*** Source data

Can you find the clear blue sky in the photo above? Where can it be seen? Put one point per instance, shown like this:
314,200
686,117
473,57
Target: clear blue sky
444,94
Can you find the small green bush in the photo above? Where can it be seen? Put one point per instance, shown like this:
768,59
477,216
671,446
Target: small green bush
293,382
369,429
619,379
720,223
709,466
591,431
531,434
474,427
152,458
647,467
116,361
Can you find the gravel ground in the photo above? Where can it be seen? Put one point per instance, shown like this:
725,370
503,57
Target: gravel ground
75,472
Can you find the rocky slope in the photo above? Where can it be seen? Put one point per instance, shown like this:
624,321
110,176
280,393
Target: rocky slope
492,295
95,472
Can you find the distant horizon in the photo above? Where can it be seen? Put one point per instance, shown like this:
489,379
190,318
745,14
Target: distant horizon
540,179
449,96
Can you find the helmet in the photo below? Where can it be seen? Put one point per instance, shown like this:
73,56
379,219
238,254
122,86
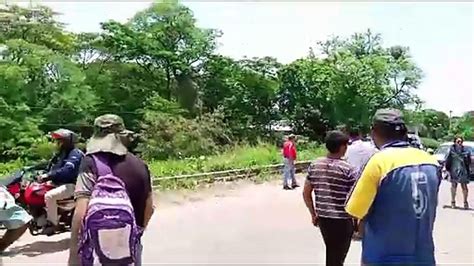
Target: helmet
67,136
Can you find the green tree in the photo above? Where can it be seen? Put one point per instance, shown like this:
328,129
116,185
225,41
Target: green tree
165,39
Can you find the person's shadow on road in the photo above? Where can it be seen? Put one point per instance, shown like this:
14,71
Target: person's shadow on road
40,247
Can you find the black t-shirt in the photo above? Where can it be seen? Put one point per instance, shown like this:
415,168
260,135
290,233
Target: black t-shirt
132,170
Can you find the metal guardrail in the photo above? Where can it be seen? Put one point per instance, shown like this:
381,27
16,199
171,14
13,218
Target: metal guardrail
233,174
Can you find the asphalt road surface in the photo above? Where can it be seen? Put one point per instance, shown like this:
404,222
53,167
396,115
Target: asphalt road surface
246,223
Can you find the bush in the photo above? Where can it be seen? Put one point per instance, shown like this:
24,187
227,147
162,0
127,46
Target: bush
244,156
165,136
430,143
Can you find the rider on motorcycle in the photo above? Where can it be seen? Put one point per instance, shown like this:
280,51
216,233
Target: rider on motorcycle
62,172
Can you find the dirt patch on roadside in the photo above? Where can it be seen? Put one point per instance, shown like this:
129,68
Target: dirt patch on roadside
173,198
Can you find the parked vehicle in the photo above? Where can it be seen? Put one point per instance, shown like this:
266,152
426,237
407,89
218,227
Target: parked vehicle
29,194
415,141
442,153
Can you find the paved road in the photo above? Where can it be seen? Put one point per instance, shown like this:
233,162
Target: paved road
247,223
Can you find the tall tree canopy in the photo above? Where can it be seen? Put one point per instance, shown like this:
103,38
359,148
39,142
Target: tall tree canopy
161,72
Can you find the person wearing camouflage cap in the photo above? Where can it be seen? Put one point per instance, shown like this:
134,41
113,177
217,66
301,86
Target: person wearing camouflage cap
110,135
110,141
396,197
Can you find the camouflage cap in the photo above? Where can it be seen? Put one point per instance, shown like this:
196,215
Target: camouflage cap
388,116
109,130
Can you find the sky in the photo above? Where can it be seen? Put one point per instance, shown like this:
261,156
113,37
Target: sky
440,35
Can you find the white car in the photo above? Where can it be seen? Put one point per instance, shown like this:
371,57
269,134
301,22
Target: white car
443,150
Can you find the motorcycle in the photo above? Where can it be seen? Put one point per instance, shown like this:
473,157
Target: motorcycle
29,194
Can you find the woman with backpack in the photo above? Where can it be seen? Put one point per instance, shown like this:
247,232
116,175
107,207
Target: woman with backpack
114,201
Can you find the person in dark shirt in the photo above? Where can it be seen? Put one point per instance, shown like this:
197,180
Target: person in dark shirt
110,139
331,179
63,171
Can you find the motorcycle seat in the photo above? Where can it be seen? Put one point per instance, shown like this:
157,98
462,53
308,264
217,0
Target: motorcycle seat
64,201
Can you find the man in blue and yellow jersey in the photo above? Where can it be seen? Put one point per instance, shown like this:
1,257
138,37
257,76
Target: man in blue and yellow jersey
396,197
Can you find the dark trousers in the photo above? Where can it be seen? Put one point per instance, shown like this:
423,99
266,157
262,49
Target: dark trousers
337,235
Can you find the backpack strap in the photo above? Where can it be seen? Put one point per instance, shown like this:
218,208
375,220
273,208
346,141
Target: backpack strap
102,165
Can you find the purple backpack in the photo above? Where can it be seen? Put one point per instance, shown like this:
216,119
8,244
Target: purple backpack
109,231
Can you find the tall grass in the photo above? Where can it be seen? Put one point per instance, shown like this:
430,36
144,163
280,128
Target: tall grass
243,156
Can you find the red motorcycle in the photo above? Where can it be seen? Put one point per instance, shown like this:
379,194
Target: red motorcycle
29,194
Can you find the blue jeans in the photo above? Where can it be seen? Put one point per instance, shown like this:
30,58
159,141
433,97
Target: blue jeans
288,172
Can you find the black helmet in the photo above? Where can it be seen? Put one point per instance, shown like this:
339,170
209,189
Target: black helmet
67,136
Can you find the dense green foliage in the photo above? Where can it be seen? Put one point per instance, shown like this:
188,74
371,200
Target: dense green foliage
161,73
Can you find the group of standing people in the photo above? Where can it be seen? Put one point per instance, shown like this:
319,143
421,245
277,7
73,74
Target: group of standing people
381,187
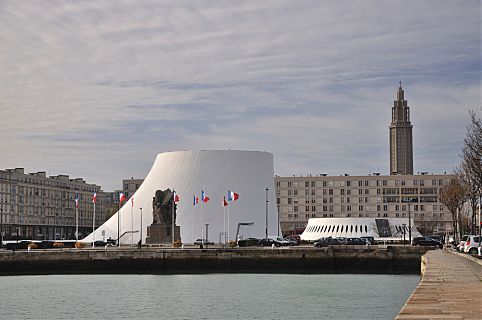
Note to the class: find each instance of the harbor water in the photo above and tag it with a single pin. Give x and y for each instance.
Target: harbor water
(205, 296)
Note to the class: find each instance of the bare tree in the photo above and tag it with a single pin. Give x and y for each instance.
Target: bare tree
(471, 167)
(453, 196)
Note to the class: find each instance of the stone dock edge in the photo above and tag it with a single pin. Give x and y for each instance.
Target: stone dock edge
(389, 260)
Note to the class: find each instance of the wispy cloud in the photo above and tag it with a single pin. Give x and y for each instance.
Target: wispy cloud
(97, 89)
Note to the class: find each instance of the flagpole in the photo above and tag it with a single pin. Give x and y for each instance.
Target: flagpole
(193, 220)
(202, 220)
(76, 222)
(132, 222)
(93, 228)
(118, 225)
(224, 222)
(172, 217)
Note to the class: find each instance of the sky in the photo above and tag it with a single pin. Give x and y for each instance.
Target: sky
(96, 89)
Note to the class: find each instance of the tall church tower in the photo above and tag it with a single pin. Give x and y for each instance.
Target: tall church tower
(401, 147)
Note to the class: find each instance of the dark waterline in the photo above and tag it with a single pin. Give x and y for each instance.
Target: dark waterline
(207, 296)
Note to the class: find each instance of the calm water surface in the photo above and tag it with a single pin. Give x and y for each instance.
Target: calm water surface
(206, 296)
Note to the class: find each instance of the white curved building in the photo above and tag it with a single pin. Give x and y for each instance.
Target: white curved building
(380, 228)
(247, 173)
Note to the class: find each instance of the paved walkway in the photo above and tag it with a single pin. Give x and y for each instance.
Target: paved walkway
(451, 288)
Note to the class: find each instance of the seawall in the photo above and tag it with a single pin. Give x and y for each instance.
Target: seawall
(346, 259)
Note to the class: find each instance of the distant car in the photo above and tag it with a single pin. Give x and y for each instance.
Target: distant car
(292, 242)
(248, 242)
(203, 241)
(471, 245)
(325, 242)
(268, 242)
(295, 237)
(426, 241)
(461, 245)
(281, 241)
(356, 242)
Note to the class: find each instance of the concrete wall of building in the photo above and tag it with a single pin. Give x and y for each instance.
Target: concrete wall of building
(375, 196)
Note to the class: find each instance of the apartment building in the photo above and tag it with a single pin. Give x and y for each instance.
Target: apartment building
(37, 206)
(300, 198)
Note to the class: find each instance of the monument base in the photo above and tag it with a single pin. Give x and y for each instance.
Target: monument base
(158, 233)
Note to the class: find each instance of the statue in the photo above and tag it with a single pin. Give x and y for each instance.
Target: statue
(162, 207)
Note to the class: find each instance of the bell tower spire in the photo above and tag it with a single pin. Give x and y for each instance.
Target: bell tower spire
(401, 147)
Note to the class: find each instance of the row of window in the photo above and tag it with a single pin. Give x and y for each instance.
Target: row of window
(361, 183)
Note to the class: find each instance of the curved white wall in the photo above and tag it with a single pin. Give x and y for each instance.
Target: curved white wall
(247, 173)
(355, 227)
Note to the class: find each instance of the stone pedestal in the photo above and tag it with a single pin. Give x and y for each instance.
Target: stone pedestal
(158, 233)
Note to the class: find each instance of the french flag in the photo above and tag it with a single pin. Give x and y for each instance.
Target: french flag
(232, 196)
(204, 198)
(122, 197)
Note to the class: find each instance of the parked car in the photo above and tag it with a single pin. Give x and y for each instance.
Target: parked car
(426, 241)
(203, 242)
(325, 242)
(295, 237)
(100, 243)
(248, 242)
(371, 240)
(471, 245)
(461, 245)
(268, 242)
(281, 241)
(356, 242)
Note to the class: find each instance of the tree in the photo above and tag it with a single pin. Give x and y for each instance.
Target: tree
(453, 196)
(471, 167)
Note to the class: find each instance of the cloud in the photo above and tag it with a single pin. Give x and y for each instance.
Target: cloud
(108, 85)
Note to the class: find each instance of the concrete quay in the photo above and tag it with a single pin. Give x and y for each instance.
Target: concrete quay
(336, 259)
(450, 288)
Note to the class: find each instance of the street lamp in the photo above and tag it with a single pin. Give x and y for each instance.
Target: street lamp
(408, 201)
(141, 225)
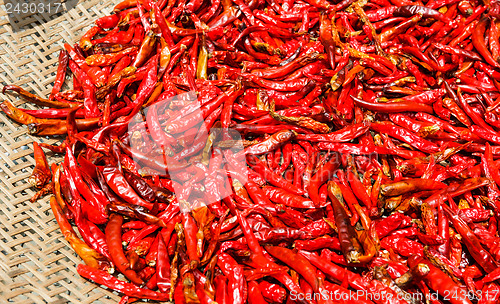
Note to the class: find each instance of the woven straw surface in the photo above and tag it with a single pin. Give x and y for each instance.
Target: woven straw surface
(36, 263)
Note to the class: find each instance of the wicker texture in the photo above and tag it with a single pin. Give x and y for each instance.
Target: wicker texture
(36, 263)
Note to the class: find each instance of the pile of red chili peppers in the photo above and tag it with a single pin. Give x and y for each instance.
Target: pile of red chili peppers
(371, 137)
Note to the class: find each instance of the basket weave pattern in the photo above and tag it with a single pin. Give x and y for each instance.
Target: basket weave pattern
(36, 263)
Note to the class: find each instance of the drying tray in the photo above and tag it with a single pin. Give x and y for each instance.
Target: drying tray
(36, 263)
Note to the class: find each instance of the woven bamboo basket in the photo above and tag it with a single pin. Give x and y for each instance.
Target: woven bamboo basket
(36, 263)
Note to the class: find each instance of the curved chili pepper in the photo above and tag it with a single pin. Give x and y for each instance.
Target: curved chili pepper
(114, 241)
(480, 44)
(396, 107)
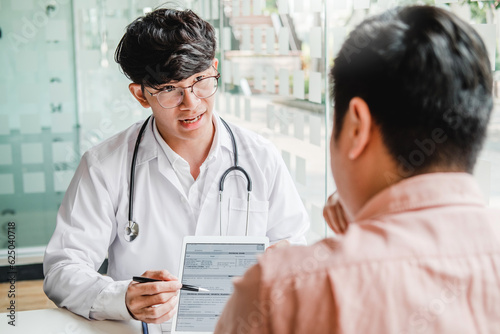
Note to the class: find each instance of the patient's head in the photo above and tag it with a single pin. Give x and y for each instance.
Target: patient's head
(412, 89)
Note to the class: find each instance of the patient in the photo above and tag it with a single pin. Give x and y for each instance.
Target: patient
(418, 250)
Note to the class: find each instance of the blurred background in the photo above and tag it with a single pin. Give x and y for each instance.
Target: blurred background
(61, 92)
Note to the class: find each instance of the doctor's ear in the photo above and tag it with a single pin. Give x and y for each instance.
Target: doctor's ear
(139, 94)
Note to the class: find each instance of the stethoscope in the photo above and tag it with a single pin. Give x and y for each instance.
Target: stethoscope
(132, 229)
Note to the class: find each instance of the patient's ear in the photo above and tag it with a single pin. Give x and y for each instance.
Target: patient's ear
(137, 92)
(359, 124)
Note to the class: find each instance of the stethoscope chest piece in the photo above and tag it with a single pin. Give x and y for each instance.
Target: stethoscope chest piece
(131, 231)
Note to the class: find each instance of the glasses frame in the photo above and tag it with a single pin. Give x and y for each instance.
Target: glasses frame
(217, 77)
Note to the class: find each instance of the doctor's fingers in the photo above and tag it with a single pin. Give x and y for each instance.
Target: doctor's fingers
(151, 306)
(160, 274)
(154, 288)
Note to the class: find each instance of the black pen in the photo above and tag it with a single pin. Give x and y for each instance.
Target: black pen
(187, 287)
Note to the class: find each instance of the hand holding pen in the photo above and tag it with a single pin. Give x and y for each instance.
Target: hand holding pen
(187, 287)
(153, 302)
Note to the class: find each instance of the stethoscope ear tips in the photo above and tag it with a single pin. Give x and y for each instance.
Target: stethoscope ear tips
(131, 231)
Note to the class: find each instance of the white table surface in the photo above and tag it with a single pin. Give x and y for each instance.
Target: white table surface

******

▶ **What to produce**
Note each line of the entries that has "table" in it, and copy those lines.

▶ **Solution for this problem**
Note to the class: find each instance of the white table surface in the photo above and tag it with a single pin. Give x and y for each instance.
Target: white table surface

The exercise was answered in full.